## Exercício escrito
Extraia do trecho selecionado a parte que começa nas palavras "Diferente do gore" e vai até "é sempre deles).", inclusive, copiando-a sem qualquer alteração.

## Trecho selecionado
○ ○ ○ ○ ○

Diferente do gore e do slasher, onde há muito sangue e tripas jogadas na tela, Blair trabalha com o que a gente não vê. Tudo o que é sugerido ao longo do filme é processado na cabeça de cada um, trabalhando com nossos medos mais profundos. O longa mostra que o que a gente pensa é tão ou mais assustador do que aquilo que a gente de fato vê. Quando a gente ouve barulhos estranhos pela casa no meio da noite, inconscientemente, a gente ainda se encolhe embaixo das cobertas (a menos que você tenha gatos, porque aí a culpa é sempre deles).

○ ○ ○ ○ ○

## Linhas armazenadas
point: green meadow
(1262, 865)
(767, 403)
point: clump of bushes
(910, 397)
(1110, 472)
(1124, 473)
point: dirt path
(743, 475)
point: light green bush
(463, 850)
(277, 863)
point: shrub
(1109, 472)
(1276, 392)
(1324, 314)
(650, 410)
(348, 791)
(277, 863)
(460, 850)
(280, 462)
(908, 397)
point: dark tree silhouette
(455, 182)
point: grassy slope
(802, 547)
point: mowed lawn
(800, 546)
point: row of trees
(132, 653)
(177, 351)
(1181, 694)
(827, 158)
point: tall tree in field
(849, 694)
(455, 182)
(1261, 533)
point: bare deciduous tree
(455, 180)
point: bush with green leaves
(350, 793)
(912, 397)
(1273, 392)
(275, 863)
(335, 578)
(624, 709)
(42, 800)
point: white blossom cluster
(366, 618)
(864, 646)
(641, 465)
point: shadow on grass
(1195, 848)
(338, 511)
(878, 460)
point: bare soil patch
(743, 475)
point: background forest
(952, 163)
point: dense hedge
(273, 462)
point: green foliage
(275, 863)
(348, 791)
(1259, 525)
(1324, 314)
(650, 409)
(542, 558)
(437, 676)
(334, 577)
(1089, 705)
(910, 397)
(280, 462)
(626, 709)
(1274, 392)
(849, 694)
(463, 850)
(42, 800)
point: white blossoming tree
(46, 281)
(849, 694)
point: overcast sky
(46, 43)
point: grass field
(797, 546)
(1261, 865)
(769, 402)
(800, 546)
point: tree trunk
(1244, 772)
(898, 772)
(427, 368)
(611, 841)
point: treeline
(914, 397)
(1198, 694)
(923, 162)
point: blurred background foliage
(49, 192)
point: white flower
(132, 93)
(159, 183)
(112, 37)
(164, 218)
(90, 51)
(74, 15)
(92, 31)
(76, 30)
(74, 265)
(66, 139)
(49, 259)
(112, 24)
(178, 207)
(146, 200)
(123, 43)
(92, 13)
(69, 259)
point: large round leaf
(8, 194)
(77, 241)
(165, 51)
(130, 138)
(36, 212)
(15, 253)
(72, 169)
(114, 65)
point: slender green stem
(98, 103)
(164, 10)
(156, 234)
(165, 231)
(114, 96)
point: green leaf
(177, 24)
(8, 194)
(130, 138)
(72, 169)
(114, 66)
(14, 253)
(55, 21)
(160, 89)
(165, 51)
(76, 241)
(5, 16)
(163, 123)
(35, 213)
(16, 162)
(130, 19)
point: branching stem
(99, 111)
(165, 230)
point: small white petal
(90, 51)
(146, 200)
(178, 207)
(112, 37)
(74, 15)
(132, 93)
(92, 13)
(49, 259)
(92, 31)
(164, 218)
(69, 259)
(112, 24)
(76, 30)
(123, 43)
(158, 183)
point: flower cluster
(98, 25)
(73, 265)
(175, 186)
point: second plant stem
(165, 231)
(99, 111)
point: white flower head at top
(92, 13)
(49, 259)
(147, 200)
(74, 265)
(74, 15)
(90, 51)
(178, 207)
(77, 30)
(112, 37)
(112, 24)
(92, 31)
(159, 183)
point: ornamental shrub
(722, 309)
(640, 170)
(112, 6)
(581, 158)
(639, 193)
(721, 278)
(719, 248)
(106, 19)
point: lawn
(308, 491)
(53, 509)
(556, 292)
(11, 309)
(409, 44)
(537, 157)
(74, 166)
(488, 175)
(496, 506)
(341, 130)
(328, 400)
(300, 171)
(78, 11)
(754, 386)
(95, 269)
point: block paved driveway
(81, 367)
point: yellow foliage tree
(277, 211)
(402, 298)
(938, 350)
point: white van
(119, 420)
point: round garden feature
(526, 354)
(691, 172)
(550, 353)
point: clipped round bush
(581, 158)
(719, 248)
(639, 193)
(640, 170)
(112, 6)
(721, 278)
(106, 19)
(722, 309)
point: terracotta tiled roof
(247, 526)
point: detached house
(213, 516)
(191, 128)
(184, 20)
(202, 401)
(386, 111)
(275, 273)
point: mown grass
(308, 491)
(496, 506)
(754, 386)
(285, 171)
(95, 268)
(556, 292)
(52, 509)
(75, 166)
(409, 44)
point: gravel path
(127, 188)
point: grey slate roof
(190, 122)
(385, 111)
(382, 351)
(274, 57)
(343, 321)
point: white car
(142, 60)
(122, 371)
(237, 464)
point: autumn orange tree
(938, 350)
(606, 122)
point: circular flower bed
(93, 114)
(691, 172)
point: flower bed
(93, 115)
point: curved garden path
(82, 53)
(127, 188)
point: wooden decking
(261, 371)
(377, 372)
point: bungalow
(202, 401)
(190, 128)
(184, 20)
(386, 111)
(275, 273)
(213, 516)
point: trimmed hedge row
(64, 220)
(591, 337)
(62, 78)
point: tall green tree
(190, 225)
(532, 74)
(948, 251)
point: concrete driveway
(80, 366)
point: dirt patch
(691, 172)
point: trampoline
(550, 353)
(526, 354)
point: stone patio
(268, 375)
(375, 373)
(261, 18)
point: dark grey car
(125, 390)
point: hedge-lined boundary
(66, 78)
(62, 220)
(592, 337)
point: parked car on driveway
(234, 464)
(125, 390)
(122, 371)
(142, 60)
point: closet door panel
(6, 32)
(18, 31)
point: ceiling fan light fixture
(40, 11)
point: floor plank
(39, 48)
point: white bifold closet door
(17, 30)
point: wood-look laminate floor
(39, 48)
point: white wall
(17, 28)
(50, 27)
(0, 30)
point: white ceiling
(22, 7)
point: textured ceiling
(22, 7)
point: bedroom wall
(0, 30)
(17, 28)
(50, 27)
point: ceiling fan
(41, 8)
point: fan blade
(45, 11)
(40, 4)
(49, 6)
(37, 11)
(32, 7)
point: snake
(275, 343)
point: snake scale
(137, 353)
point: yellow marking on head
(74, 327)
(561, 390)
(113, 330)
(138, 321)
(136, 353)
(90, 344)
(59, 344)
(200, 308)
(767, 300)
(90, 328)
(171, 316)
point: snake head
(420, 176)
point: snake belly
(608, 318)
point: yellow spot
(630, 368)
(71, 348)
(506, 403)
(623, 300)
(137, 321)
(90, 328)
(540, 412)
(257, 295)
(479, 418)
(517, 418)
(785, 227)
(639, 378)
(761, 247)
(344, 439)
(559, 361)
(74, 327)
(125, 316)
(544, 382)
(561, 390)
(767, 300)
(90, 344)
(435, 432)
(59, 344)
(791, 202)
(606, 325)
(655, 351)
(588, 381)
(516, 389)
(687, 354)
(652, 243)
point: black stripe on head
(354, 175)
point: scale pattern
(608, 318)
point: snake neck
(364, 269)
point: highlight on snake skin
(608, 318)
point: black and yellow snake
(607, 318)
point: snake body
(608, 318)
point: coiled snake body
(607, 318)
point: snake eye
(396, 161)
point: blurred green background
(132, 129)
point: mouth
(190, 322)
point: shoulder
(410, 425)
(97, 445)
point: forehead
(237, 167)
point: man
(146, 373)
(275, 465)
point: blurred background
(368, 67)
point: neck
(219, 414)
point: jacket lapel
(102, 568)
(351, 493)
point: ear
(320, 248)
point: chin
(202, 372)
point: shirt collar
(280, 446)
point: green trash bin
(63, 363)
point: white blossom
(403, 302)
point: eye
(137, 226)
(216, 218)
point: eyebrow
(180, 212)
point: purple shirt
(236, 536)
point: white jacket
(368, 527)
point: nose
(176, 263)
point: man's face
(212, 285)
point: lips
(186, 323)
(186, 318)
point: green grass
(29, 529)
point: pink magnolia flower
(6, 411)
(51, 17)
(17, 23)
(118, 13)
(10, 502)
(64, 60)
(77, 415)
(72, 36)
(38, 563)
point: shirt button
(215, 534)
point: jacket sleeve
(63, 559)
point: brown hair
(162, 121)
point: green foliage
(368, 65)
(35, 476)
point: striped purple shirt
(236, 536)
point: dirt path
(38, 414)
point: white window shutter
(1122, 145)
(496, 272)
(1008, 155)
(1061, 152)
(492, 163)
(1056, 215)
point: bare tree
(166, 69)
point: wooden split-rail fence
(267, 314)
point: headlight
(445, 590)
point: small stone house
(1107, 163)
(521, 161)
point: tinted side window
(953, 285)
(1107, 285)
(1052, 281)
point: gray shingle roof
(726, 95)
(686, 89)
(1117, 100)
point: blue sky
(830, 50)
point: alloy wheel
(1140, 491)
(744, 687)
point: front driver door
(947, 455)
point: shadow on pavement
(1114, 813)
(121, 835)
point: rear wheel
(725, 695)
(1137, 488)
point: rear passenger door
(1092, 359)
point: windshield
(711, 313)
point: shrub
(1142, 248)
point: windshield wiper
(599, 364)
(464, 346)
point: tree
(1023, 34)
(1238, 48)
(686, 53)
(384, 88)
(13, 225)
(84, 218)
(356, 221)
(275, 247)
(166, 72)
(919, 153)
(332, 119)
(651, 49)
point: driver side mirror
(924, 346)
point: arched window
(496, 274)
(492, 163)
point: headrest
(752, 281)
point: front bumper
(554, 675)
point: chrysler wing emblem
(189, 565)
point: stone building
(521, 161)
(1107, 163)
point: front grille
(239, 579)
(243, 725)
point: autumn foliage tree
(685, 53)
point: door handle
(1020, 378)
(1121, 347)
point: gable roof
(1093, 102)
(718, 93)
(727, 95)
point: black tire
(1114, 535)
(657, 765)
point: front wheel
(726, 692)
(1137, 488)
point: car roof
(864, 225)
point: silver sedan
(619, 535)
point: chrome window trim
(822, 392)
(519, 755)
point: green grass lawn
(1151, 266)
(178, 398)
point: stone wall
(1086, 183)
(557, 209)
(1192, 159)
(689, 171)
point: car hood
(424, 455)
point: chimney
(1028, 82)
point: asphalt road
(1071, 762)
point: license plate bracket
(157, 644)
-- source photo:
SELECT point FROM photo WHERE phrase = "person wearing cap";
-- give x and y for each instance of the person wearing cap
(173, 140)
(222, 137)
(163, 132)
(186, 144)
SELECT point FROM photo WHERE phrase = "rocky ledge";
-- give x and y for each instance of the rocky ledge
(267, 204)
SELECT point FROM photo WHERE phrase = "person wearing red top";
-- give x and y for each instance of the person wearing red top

○ ○ ○ ○ ○

## Resposta da tarefa
Diferente do gore e do slasher, onde há muito sangue e tripas jogadas na tela, Blair trabalha com o que a gente não vê. Tudo o que é sugerido ao longo do filme é processado na cabeça de cada um, trabalhando com nossos medos mais profundos. O longa mostra que o que a gente pensa é tão ou mais assustador do que aquilo que a gente de fato vê. Quando a gente ouve barulhos estranhos pela casa no meio da noite, inconscientemente, a gente ainda se encolhe embaixo das cobertas (a menos que você tenha gatos, porque aí a culpa é sempre deles).